## [Stored items]
-- start --

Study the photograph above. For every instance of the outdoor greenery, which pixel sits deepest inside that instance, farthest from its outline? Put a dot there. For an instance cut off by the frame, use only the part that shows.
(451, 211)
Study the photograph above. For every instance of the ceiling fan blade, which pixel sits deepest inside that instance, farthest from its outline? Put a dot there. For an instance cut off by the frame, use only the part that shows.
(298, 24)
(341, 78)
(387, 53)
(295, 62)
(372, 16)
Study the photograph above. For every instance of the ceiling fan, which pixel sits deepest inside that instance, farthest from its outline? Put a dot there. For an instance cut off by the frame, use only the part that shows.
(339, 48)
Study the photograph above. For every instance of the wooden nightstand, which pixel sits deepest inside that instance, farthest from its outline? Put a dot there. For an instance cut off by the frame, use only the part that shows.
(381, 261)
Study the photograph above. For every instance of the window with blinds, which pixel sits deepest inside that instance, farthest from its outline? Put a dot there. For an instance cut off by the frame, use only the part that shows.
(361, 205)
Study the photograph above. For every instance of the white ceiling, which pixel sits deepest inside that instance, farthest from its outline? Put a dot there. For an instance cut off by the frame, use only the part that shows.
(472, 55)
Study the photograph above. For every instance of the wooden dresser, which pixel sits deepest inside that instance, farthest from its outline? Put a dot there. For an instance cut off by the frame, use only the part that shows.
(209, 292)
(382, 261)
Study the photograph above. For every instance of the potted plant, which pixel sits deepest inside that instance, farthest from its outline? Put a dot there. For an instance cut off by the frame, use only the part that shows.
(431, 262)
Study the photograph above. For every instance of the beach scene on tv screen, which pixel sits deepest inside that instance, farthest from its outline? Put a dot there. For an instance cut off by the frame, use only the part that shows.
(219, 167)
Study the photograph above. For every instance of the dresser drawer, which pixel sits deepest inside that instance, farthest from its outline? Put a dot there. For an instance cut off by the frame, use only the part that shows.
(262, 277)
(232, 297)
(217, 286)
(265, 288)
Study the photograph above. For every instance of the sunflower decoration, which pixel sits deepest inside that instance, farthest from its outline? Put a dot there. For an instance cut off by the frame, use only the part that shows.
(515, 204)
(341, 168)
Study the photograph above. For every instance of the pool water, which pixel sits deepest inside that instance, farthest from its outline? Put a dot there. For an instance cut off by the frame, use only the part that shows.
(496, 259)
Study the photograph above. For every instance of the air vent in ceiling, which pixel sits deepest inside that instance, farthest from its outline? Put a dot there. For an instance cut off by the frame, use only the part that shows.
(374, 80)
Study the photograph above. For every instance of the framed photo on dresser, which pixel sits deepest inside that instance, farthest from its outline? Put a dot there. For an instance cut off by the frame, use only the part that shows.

-- end --

## [SHORT EXERCISE]
Every entry above should be retyped exactly as shown.

## [FULL RESPONSE]
Study the photograph above. For every instance of the outdoor greenery, which pixel sits deepest inside that instance, farthest from its outline? Put a dot there. For an instance cut off by the frame, use only the part that shows.
(451, 211)
Study the photograph above. For every instance of the ceiling fan blade, which pixel sits deepest inside that instance, farthest from its outline? Put a dot there. For an instance cut off by the frame, use only the part that shows.
(298, 24)
(341, 78)
(387, 53)
(295, 62)
(372, 16)
Study the photograph above. For every instance of the ceiling fan, which pixel sits deepest inside that instance, farthest from its outline? Put a dot there. For an instance cut off by the frame, use only the part that shows.
(339, 48)
Study the photograph above. For every instance of the wooden nightstand, which pixel sits deepest inside that instance, farthest from its outline? Put a dot there. For an instance cut off by the frame, use only the part that shows.
(381, 261)
Study the photograph above. For every instance of the window with blinds, which pixel sits deepest inside that instance, farthest from its outline? Put a dot there. For an instance cut off by the frame, use only the part that shows.
(361, 205)
Study the photograph above. For every instance of the white ceiling, which pixel sits deepest inside that instance, farthest from its outline? Put a dot there. For an instance cut off by the frame, use only the part that shows.
(472, 55)
Study the photograph above. For every instance of the wooden dresser, which pixel sits deepest inside that instance, farthest from its outline? Put a dot there. For an instance cut off by the frame, use only the part that shows.
(209, 292)
(382, 261)
Study the photograph above. For every instance of the potted plant, which pixel sits deepest inside that instance, farthest from its outline? Put a dot there. For an instance cut off by the frame, use only the part that shows.
(431, 262)
Study the photograph above. For every instance of the beach scene on tv screen, which pixel sits deepest inside that instance, farthest from its outline? Put a dot there. For an instance cut off by the frame, use only the part that shows.
(219, 167)
Study the photograph above. For every instance of the dresser drawer, which pixel sits deepest inside that instance, farthest from its outline? Put a dot there. For an instance cut off by the frame, use only the part that shows.
(262, 277)
(232, 297)
(217, 286)
(265, 288)
Study the photograph above. For every instance of the sunflower decoration, which pixel sits deepest inside that instance, farthest from its outline? Put a dot there. For an instance cut off by the frame, use only the part that shows.
(515, 204)
(341, 168)
Study the photograph above. For every instance of the pool water, which pixel sits deepest inside that instance, farthest from its outline? Put a dot there. For an instance cut off by the frame, use only the part that shows.
(496, 259)
Study the photograph above. For every instance of the air vent in ceiling, which pixel sits deepest inside that instance, farthest from its outline? Put a dot there. For an instance cut off by the frame, use only the part that shows.
(374, 80)
Study the photograph above. For every instance of the framed photo on dresser, which pixel sits deepest inside that instance, farthest from its outline? Put a dot there. For an instance cut off by the frame, use only the part that shows.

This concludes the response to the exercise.